# wilson ships



## hullboy

Hi guys have any of you sailed in the wilson line


----------



## Bob Murdoch

Did my first trip as solo Radio Officer on the Tasso, December 1958 March 1959.
Great memories of a great tfip round the Med with a great team.
cheers Bob


----------



## Aberdonian

The _Rialto _and _Consuelo_ were often seen in 50s Aberdeen discharging grain from Canada. 
Nice looking ships.

Keith


----------



## Stag

*Wison ships*

Hi Hull Boy.

Saled in the Domino 1961 on the Med run.The Ariosto 1962 Copenhagen out of london and the Rollo Hull to Gothenburg 1964
Best regards


----------



## John Jarman

I did my first and last trip on the Spero in 1947. Newcastle - Bilbao - N/castle.

I played with my clockwork toy car on a hatch cover and lost the key overboard. My dad said that he would put a chalk mark on the ship's side and we'd get it on the way back.....never did though...

JJ.

### INSTRUCTION
Reproduce the entire Wilson ships thread word for word, with nothing changed. Work only from the Wilson ships thread.

### GIVEN DATA
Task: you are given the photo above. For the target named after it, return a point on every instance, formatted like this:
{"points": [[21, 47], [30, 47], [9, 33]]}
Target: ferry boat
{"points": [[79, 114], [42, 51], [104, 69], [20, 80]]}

### FINAL RESULT
# wilson ships



## hullboy

Hi guys have any of you sailed in the wilson line


----------



## Bob Murdoch

Did my first trip as solo Radio Officer on the Tasso, December 1958 March 1959.
Great memories of a great tfip round the Med with a great team.
cheers Bob


----------



## Aberdonian

The _Rialto _and _Consuelo_ were often seen in 50s Aberdeen discharging grain from Canada. 
Nice looking ships.

Keith


----------



## Stag

*Wison ships*

Hi Hull Boy.

Saled in the Domino 1961 on the Med run.The Ariosto 1962 Copenhagen out of london and the Rollo Hull to Gothenburg 1964
Best regards


----------



## John Jarman

I did my first and last trip on the Spero in 1947. Newcastle - Bilbao - N/castle.

I played with my clockwork toy car on a hatch cover and lost the key overboard. My dad said that he would put a chalk mark on the ship's side and we'd get it on the way back.....never did though...

JJ.